Value of U.S. situs assets: $500,000 US
Value of worldwide assets: $4,000,000 US
Since the value of this Canadian’s U.S. situs assets is
greater than $60,000 US and their worldwide assets are
greater than $1,500,000 US upon death, there could be a
U.S. Estate Tax liability.
Step Two
From Figure 1 look up the U.S. Estate Tax payable on the
value of the U.S. situs assets. (Note: Do not use the value
of the worldwide assets for initially determining the U.S.
Estate Tax payable from the table.)
U.S. Estate Tax on $500,000 US from Figure 1:
= $155,800 US
Step Three
Determine the ratio of U.S. situs assets to world-wide assets.
Ratio of U.S. situs assets to worldwide assets.
= $500,000/$4,000,000
= 12.5%
Step Four
From Figure 2 determine the prorated U.S. Estate Tax
“Unified” credit available.
There is a non-refundable “Unified” credit of $555,800 US
(year 2005 value) available to reduce U.S. Estate Tax.
However, for Canadians, this Unified credit must be
prorated based on the proportion of the Fair Market Value
of U.S. situs assets to worldwide assets. Therefore, multiply
the Unified Credit by the ratio calculated in Step Three.
Prorated U.S. Estate Tax Unified credit:
= $555,800 US x 12.5%
= $69,475 US
Step Five
Subtract the prorated Unified credit in Step Four from the
U.S. Estate Tax from Step Two.
Net U.S. Estate Tax payable:
= $155,800 US - $69,475 US
= $86,325 US
The Treaty also provides an additional non-refundable
marital credit if property is left to a Canadian surviving
spouse. This marital credit could potentially give as much
relief as the prorated credit calculated in Step Four above
because the marital credit will be limited to the lesser of
the prorated credit and the U.S. Estate Tax otherwise
payable on the qualified property transferred to the
spouse. The ability to use this extra credit makes it
prudent to provide the executor of the individual’s estate
some latitude in choosing which assets to transfer to a
surviving spouse in order to minimize the U.S. Estate Tax.
Therefore, using our example above, the U.S. Estate Tax
could be reduced to $16,850 US ($86,325 – $69,475).
Under the Treaty, any U.S. Estate Tax that has to be paid
can be claimed on the final Canadian income tax return
of the deceased individual using the foreign tax credit
mechanism. However, the foreign tax credit cannot exceed
the Canadian income tax attributable to the deceased’s
U.S. source income in the year of death. For this reason,
estates that have no accrued capital gains may end up
paying U.S. Estate Tax, but receive no offsetting foreign
tax credit because there is no tax owing in Canada. The
foreign tax credit in effect limits the possibility of double
taxation, but it does not limit the possibility of having to
pay U.S. Estate Tax.
The U.S. Estate Tax return (Form 706-NA) is only required
to be filed to the IRS for those individuals holding at least
$60,000 US of U.S. situs assets upon their death. If this
Tax Implications of Investing in the United States 17
threshold is exceeded, your executor or personal
representative has the responsibility for filing the
appropriate returns whether there is a U.S. Estate Tax
payable or not. The U.S. Estate Tax return and any balance
owing must be sent to the IRS within nine months of the
date of death. An extension to file the U.S. Estate Tax
return may be granted, but this extension does not extend
the time for the payment of any U.S. Estate Tax liability.

Dataset excerpt:
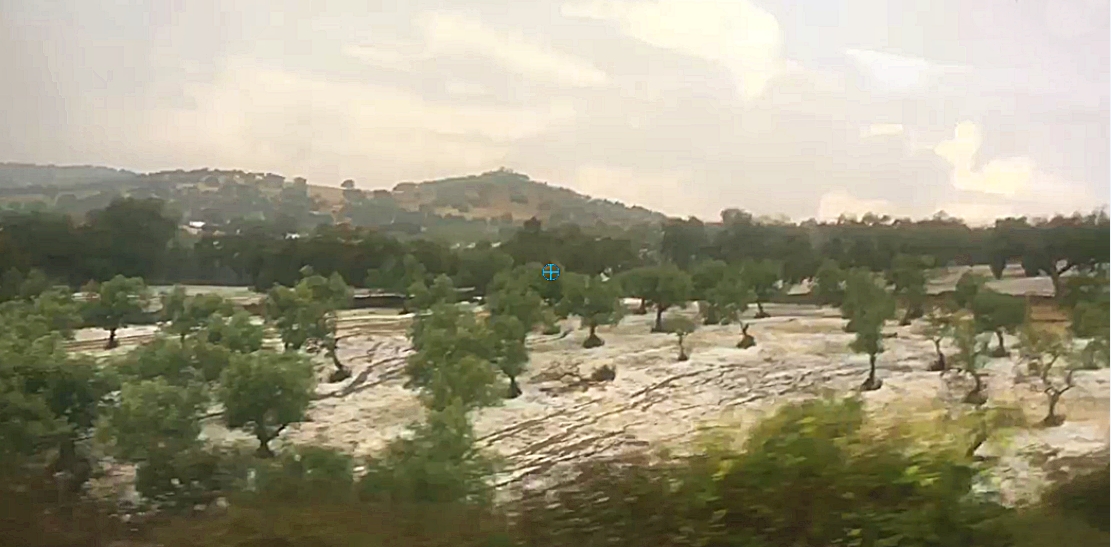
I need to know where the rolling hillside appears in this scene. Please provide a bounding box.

Do this:
Please reproduce word for word the part of the U.S. Estate Tax text starting at "Prorated U.S. Estate Tax Unified" and ending at "from Step Two.".

Solved problem:
Prorated U.S. Estate Tax Unified credit:
= $555,800 US x 12.5%
= $69,475 US
Step Five
Subtract the prorated Unified credit in Step Four from the
U.S. Estate Tax from Step Two.